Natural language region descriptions
######

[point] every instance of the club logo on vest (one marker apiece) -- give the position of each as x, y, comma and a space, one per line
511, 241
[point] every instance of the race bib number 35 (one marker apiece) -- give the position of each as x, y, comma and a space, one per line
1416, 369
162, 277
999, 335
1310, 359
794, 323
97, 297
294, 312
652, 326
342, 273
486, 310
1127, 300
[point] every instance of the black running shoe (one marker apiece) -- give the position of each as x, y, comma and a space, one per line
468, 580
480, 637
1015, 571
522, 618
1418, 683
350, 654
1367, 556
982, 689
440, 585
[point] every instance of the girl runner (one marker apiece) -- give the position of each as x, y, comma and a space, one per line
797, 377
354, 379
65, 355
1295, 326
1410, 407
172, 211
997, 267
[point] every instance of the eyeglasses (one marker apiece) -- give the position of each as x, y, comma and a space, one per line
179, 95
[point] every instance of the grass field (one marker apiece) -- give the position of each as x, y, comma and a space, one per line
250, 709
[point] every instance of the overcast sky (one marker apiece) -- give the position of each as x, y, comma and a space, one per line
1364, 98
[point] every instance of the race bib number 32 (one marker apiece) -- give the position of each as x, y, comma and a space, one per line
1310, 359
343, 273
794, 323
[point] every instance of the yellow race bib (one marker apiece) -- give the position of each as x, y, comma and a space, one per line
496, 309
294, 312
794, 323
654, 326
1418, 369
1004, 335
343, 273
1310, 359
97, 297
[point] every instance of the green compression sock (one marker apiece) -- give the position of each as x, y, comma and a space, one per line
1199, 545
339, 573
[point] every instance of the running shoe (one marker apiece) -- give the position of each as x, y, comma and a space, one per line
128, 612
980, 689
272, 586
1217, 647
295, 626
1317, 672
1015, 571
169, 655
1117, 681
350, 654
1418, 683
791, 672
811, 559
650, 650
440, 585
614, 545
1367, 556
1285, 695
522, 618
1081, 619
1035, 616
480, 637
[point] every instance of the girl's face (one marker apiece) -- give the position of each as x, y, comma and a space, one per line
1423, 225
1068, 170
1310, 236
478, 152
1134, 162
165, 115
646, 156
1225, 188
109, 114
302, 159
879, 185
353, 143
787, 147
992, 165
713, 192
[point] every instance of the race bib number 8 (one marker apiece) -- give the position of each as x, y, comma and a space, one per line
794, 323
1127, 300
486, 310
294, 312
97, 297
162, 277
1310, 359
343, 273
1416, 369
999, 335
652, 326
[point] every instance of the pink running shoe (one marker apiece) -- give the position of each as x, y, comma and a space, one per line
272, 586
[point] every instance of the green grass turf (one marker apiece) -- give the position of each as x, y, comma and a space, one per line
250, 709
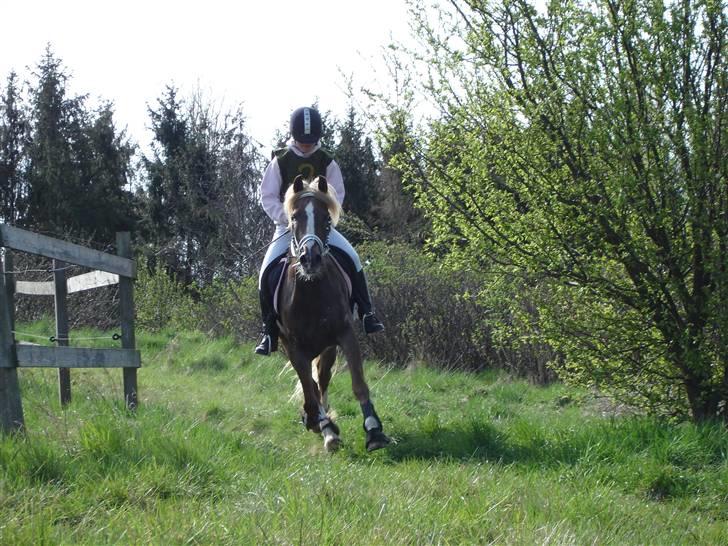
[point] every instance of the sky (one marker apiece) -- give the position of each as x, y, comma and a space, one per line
269, 56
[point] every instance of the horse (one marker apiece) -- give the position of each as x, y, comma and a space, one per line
315, 313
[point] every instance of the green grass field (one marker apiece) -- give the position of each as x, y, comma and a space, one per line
216, 455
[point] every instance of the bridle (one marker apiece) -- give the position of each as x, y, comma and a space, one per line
298, 245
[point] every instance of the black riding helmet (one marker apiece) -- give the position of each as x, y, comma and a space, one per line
306, 125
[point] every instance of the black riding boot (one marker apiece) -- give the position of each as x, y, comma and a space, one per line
269, 343
360, 293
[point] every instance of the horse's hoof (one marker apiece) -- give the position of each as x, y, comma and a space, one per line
332, 443
376, 439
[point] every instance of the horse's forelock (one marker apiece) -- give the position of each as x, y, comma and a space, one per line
329, 198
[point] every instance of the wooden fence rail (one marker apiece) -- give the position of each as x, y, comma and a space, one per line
109, 269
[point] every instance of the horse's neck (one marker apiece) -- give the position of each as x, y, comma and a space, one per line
329, 283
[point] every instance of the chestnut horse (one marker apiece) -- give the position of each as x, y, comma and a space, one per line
315, 312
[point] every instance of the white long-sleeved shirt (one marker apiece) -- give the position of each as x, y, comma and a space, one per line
270, 186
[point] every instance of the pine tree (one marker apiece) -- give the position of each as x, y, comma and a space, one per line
78, 164
13, 136
355, 155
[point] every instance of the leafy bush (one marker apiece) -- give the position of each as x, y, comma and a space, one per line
160, 300
431, 313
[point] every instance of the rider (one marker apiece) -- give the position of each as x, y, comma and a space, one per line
303, 155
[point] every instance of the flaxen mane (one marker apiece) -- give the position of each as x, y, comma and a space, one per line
330, 199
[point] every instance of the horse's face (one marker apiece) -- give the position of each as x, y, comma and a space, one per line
310, 226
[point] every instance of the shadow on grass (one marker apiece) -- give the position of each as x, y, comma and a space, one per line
484, 442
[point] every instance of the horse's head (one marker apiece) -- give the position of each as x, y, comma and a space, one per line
313, 209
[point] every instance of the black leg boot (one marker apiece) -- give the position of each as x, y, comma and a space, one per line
269, 343
363, 301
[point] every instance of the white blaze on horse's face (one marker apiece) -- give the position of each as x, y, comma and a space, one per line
310, 222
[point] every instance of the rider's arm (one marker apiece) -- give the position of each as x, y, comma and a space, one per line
270, 189
334, 177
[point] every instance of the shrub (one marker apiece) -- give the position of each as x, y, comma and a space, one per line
431, 313
160, 300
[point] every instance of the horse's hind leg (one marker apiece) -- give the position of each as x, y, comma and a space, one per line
376, 439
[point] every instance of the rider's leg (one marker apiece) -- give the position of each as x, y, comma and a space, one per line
359, 289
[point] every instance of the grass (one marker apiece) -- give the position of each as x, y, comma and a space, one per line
216, 455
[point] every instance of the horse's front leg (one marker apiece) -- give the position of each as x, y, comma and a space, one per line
324, 363
376, 439
314, 414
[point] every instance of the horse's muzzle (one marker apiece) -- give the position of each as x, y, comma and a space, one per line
311, 259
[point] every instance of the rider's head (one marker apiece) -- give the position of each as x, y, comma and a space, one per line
306, 125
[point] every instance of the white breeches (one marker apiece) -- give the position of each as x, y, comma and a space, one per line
282, 240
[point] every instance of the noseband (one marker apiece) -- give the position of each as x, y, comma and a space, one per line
297, 246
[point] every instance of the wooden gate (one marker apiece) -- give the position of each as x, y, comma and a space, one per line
109, 269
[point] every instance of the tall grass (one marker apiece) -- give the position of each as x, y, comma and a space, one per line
215, 454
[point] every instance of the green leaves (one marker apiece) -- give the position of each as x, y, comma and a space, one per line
577, 152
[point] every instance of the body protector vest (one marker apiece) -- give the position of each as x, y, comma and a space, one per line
291, 165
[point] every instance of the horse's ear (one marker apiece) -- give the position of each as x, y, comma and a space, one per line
323, 184
298, 183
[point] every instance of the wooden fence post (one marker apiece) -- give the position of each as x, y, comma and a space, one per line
61, 293
11, 408
126, 305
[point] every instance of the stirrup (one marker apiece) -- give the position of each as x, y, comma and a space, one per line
372, 324
266, 346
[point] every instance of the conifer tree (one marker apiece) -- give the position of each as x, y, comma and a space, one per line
13, 136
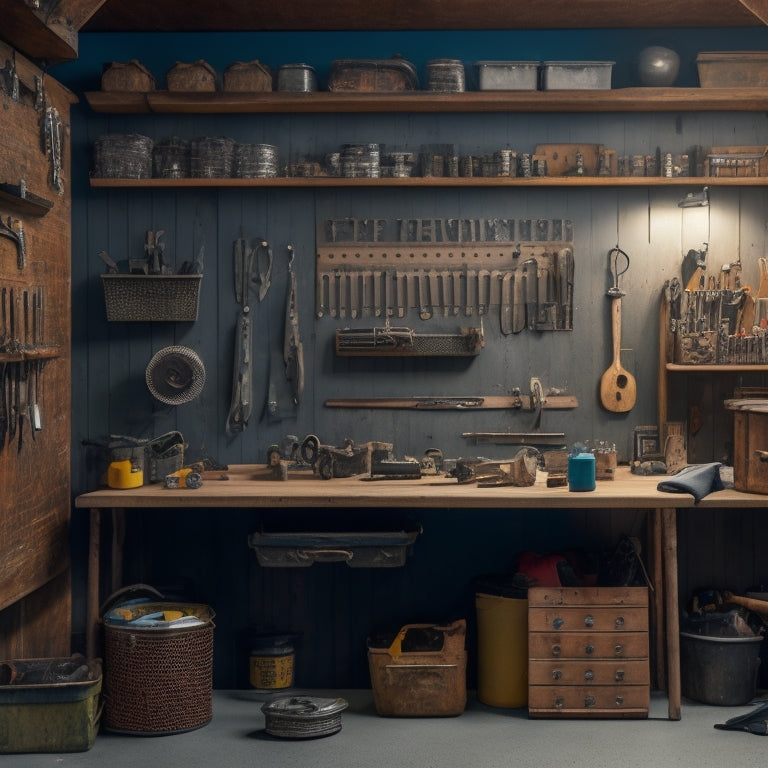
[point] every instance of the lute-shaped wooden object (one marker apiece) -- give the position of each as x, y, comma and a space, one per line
618, 389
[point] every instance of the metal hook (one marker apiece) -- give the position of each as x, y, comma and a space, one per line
615, 253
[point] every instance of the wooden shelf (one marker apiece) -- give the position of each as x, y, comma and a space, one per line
609, 100
11, 196
438, 181
678, 368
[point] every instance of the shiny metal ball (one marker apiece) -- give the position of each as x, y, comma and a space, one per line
658, 66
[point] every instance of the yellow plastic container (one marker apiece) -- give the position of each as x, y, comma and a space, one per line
502, 650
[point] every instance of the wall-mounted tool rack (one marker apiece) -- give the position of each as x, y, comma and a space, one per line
448, 267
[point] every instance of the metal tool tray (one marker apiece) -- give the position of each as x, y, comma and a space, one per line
387, 549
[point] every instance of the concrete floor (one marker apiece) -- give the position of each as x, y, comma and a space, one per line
482, 736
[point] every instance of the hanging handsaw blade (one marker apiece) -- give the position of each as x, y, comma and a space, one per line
242, 380
293, 350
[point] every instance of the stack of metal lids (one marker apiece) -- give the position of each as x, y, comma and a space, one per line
303, 717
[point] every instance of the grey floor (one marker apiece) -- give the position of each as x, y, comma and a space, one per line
482, 737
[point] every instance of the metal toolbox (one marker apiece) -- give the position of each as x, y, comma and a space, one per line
575, 75
408, 681
356, 549
733, 69
507, 75
49, 705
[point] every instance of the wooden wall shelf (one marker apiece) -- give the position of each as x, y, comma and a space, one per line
609, 100
438, 181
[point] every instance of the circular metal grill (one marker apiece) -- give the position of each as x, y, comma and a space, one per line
175, 375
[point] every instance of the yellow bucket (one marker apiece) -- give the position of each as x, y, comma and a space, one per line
502, 650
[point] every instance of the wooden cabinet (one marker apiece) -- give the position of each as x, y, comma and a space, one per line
588, 652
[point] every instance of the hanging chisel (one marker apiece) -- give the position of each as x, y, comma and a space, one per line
531, 292
506, 308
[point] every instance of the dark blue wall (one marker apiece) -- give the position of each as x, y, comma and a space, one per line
335, 607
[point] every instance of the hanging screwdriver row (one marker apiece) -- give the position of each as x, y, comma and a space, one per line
23, 355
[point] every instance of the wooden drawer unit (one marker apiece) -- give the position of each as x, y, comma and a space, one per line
588, 652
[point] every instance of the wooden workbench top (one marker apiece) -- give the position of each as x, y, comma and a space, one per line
249, 486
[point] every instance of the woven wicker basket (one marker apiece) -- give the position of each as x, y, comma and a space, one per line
247, 77
197, 76
129, 76
151, 298
158, 680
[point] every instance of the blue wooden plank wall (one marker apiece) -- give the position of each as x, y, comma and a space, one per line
335, 607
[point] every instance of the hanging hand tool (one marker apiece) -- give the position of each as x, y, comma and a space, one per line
618, 390
293, 349
242, 399
263, 258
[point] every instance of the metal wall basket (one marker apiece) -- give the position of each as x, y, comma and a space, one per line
151, 298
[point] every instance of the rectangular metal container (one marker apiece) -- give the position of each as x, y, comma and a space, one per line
37, 715
507, 75
421, 683
733, 69
576, 75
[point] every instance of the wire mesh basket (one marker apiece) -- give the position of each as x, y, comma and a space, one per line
151, 298
211, 157
170, 159
122, 156
256, 161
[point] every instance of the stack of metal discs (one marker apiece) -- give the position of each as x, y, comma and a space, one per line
211, 157
256, 161
446, 76
360, 161
170, 159
303, 717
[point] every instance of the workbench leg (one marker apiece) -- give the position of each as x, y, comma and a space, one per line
660, 654
669, 534
92, 587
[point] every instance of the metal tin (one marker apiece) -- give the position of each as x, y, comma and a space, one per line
297, 78
446, 76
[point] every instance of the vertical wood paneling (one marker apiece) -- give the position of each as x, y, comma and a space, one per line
336, 607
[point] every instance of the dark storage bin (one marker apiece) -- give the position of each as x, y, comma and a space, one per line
719, 670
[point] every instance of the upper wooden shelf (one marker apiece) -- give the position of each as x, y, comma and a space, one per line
245, 15
441, 181
609, 100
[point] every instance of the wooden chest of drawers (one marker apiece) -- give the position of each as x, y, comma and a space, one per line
588, 652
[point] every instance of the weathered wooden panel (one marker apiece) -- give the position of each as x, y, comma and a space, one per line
34, 469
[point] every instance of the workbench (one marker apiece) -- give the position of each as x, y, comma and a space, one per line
250, 486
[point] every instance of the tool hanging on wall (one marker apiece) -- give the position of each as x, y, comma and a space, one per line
23, 355
618, 389
445, 267
241, 403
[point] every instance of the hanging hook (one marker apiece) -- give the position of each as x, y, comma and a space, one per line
614, 255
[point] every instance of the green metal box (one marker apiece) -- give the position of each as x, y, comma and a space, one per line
49, 705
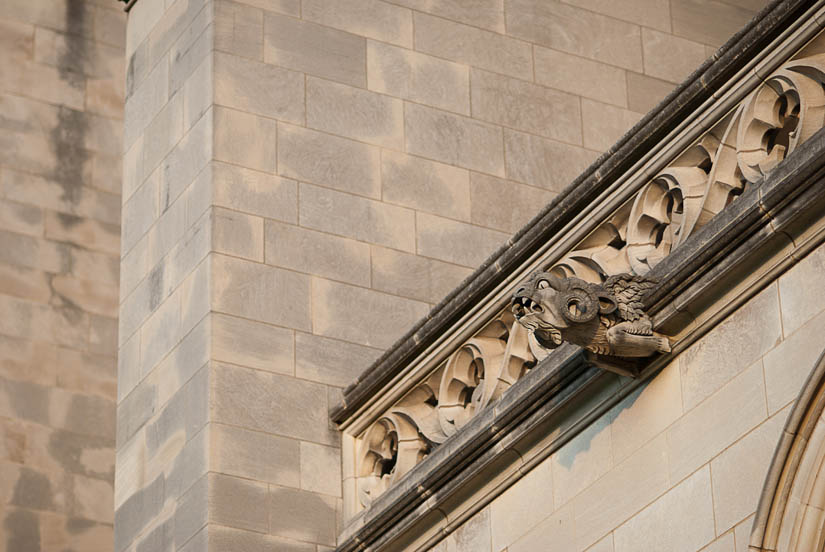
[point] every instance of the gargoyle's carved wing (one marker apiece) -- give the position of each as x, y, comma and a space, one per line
629, 291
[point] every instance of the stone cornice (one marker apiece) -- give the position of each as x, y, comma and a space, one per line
706, 88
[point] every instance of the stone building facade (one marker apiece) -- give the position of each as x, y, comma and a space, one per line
304, 181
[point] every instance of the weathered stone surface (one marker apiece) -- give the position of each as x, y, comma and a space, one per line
260, 292
315, 49
370, 18
418, 77
525, 106
454, 139
670, 58
357, 217
472, 46
437, 238
258, 88
333, 315
681, 520
355, 113
330, 161
330, 361
414, 276
317, 253
576, 31
580, 76
252, 344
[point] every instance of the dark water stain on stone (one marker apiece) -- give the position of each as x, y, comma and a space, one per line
22, 531
33, 490
68, 137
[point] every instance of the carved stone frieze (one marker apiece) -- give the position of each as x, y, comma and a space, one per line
590, 296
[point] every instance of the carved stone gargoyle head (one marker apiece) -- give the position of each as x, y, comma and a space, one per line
606, 319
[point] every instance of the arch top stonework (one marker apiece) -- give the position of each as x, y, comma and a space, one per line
791, 513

######

*Problem requirements*:
Print each line, starting with the one that contains "[point] every instance of the carved stone gargoyle" and ending with the last line of the data, exactly as it stands and with no other lines.

*Reply*:
[point] every instance of the carved stone gargoyle head (one marker apiece) -- give the position of each as x, y, comma and a space, one per line
606, 319
[point] every instance of the arch top stonework (one marker apiece) -- give the position of each as x, y, comma and a space, one per line
791, 513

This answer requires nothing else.